*Exercise requirements*. For this exercise, write out the full listing that follows exactly and skip its pictures.

═════ Material for this task ═════

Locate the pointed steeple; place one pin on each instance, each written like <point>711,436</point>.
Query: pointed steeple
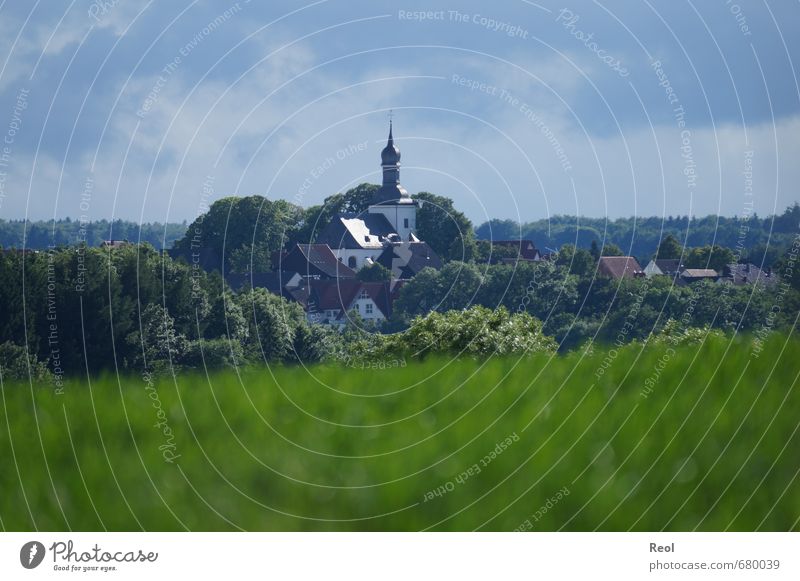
<point>391,191</point>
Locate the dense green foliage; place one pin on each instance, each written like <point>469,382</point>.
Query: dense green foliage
<point>240,234</point>
<point>445,229</point>
<point>576,305</point>
<point>761,238</point>
<point>135,308</point>
<point>42,234</point>
<point>709,444</point>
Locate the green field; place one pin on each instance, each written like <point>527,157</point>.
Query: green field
<point>540,444</point>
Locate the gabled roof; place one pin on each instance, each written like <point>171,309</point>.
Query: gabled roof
<point>314,260</point>
<point>619,266</point>
<point>699,273</point>
<point>274,282</point>
<point>354,231</point>
<point>339,295</point>
<point>406,259</point>
<point>748,274</point>
<point>668,265</point>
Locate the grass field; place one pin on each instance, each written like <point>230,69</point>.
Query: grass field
<point>541,444</point>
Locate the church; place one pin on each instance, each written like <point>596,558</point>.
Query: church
<point>385,233</point>
<point>323,276</point>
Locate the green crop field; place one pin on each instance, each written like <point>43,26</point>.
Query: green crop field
<point>699,437</point>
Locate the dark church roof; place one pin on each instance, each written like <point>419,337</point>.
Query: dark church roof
<point>338,295</point>
<point>668,265</point>
<point>407,259</point>
<point>391,192</point>
<point>314,260</point>
<point>354,231</point>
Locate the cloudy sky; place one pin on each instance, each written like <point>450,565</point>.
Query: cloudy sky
<point>515,109</point>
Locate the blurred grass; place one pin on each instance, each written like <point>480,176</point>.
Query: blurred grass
<point>713,447</point>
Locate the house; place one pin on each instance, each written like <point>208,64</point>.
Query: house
<point>740,274</point>
<point>619,267</point>
<point>406,259</point>
<point>663,267</point>
<point>329,302</point>
<point>511,251</point>
<point>315,261</point>
<point>358,240</point>
<point>690,275</point>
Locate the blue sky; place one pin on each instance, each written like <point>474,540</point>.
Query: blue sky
<point>515,109</point>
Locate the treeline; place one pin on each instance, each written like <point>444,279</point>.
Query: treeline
<point>575,305</point>
<point>43,234</point>
<point>136,310</point>
<point>763,238</point>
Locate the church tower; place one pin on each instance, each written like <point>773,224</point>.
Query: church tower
<point>392,200</point>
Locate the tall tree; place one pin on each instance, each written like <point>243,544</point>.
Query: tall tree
<point>448,231</point>
<point>669,247</point>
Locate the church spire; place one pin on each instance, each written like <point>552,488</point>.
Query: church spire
<point>391,191</point>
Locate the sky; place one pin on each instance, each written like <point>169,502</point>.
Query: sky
<point>150,111</point>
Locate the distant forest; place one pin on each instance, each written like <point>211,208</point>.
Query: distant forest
<point>640,237</point>
<point>761,238</point>
<point>42,234</point>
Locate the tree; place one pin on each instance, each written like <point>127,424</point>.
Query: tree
<point>157,345</point>
<point>669,247</point>
<point>273,325</point>
<point>577,260</point>
<point>611,249</point>
<point>445,229</point>
<point>241,234</point>
<point>354,201</point>
<point>16,364</point>
<point>374,272</point>
<point>476,331</point>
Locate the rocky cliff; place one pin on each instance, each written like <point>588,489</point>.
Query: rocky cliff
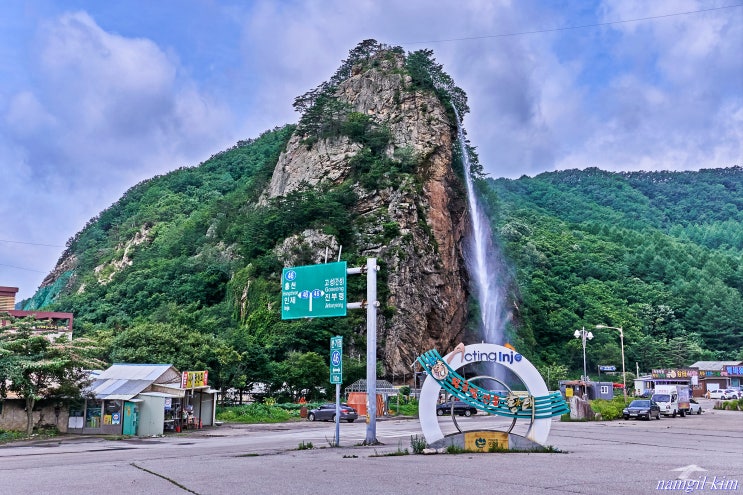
<point>425,274</point>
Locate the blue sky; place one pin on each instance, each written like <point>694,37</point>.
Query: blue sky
<point>98,96</point>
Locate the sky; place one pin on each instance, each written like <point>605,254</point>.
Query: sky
<point>97,96</point>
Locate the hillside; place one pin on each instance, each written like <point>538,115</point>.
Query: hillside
<point>185,267</point>
<point>659,254</point>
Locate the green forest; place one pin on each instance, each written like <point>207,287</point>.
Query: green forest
<point>655,253</point>
<point>182,268</point>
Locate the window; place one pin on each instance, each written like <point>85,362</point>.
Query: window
<point>93,414</point>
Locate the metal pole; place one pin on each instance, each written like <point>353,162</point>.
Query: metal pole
<point>585,373</point>
<point>371,351</point>
<point>337,414</point>
<point>624,374</point>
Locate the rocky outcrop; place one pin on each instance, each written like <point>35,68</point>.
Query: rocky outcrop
<point>423,265</point>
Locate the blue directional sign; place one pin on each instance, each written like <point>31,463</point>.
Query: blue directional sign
<point>336,359</point>
<point>313,291</point>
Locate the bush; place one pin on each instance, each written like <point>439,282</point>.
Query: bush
<point>609,409</point>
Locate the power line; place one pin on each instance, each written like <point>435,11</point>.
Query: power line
<point>30,243</point>
<point>21,268</point>
<point>598,24</point>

═════

*Answer for the task*.
Locate the pointed steeple; place one pin on each instance, each written like <point>711,436</point>.
Query: pointed steeple
<point>391,191</point>
Locate the dense green foliage; place one pin on each instance, each written like <point>469,382</point>.
Query: dense green foliage
<point>240,234</point>
<point>445,229</point>
<point>576,305</point>
<point>761,238</point>
<point>135,308</point>
<point>42,234</point>
<point>709,444</point>
Locate the green field; place one pin on each instance, each written like <point>527,157</point>.
Query: green field
<point>540,444</point>
Locate the gabled roof; place one pin on each instance, each written like <point>171,309</point>.
Query: gabled roof
<point>314,260</point>
<point>619,266</point>
<point>699,273</point>
<point>274,282</point>
<point>354,231</point>
<point>339,295</point>
<point>406,259</point>
<point>748,274</point>
<point>668,265</point>
Locate the grass field; place one pin on each instance, each written like <point>230,69</point>.
Query: grass field
<point>541,444</point>
Locate the church; place one pin on each instance, each written like <point>596,558</point>.
Query: church
<point>385,233</point>
<point>323,276</point>
Locate the green crop field; place one pin on each instance, each written like <point>43,26</point>.
Query: green crop field
<point>699,437</point>
Locate the dark church roof; place one pin on each instance, each written like <point>419,337</point>.
Query: dark church roof
<point>338,295</point>
<point>668,265</point>
<point>407,259</point>
<point>391,192</point>
<point>314,260</point>
<point>354,231</point>
Locate the cloudy sky; place one pin on each instance, each written like <point>450,565</point>.
Query: cloudy sky
<point>515,109</point>
Locate the blurred grass; place one pin on each instance, each written like <point>480,176</point>.
Query: blurred grass
<point>713,447</point>
Locate the house; place one pin on each instance, each written like <point>208,64</point>.
Query: house
<point>740,274</point>
<point>619,267</point>
<point>406,259</point>
<point>663,267</point>
<point>329,302</point>
<point>511,251</point>
<point>315,261</point>
<point>358,240</point>
<point>690,275</point>
Locate the blue sky; place one pin on each instance, each written like <point>474,540</point>.
Query: blue sky
<point>515,109</point>
Locate the treeline; place one pin on each instance, each written like <point>444,279</point>.
Query: treeline
<point>575,305</point>
<point>43,234</point>
<point>136,310</point>
<point>763,238</point>
Locate the church tower; place one pin on each instance, each written like <point>773,224</point>.
Query: church tower
<point>392,200</point>
Locate the tall tree; place one pin on each instance, each written like <point>243,544</point>.
Query: tall tree
<point>448,231</point>
<point>669,247</point>
Locate the church spire; place one pin on each instance, each written like <point>552,488</point>.
Query: church spire
<point>391,191</point>
Locate the sky; place one pin on each instance, each written like <point>169,502</point>.
Query: sky
<point>150,111</point>
Locate the distant forest; place one pin on each instance, each written like <point>211,208</point>.
Query: distant forest
<point>640,237</point>
<point>761,238</point>
<point>42,234</point>
Locate the tree; place one pin on each instance, each written like <point>127,424</point>.
Query: tree
<point>157,345</point>
<point>669,247</point>
<point>273,325</point>
<point>577,260</point>
<point>611,249</point>
<point>445,229</point>
<point>241,234</point>
<point>354,201</point>
<point>16,364</point>
<point>374,272</point>
<point>476,331</point>
Locate the rocky cliff; place one pin on each instance, each written like <point>588,489</point>.
Query: rocky cliff
<point>425,274</point>
Locate the blue sky; place one pin on each instance, each written like <point>694,37</point>.
Query: blue sky
<point>98,96</point>
Locate the sky; place one pin on each instance, each written like <point>605,254</point>.
Query: sky
<point>97,96</point>
Locate the hillside; place one pin on each instance, each written like <point>538,115</point>.
Query: hillside
<point>185,267</point>
<point>659,254</point>
Locate the green forest; place one pin on each instance, each written like <point>207,287</point>.
Query: green forest
<point>655,253</point>
<point>182,268</point>
Locate the window; place one pin on each instance, each written like <point>85,362</point>.
Query: window
<point>93,414</point>
Locate the metal pole; place one pin on each instance, each written like <point>353,162</point>.
Query: metal pole
<point>585,373</point>
<point>371,351</point>
<point>337,414</point>
<point>624,374</point>
Locate the rocky outcrop; place one pin on each instance, each written like <point>35,68</point>.
Query: rocky outcrop
<point>423,265</point>
Locate the blue directional sign; place one pin on each instance, each written like <point>31,463</point>.
Query: blue directional sign
<point>336,359</point>
<point>313,291</point>
Locate the bush; place one pin on each instance, each written like <point>439,282</point>.
Query: bush
<point>609,409</point>
Locate the power line; place one pin on each instance, each written like <point>435,11</point>.
Query: power line
<point>30,243</point>
<point>21,268</point>
<point>598,24</point>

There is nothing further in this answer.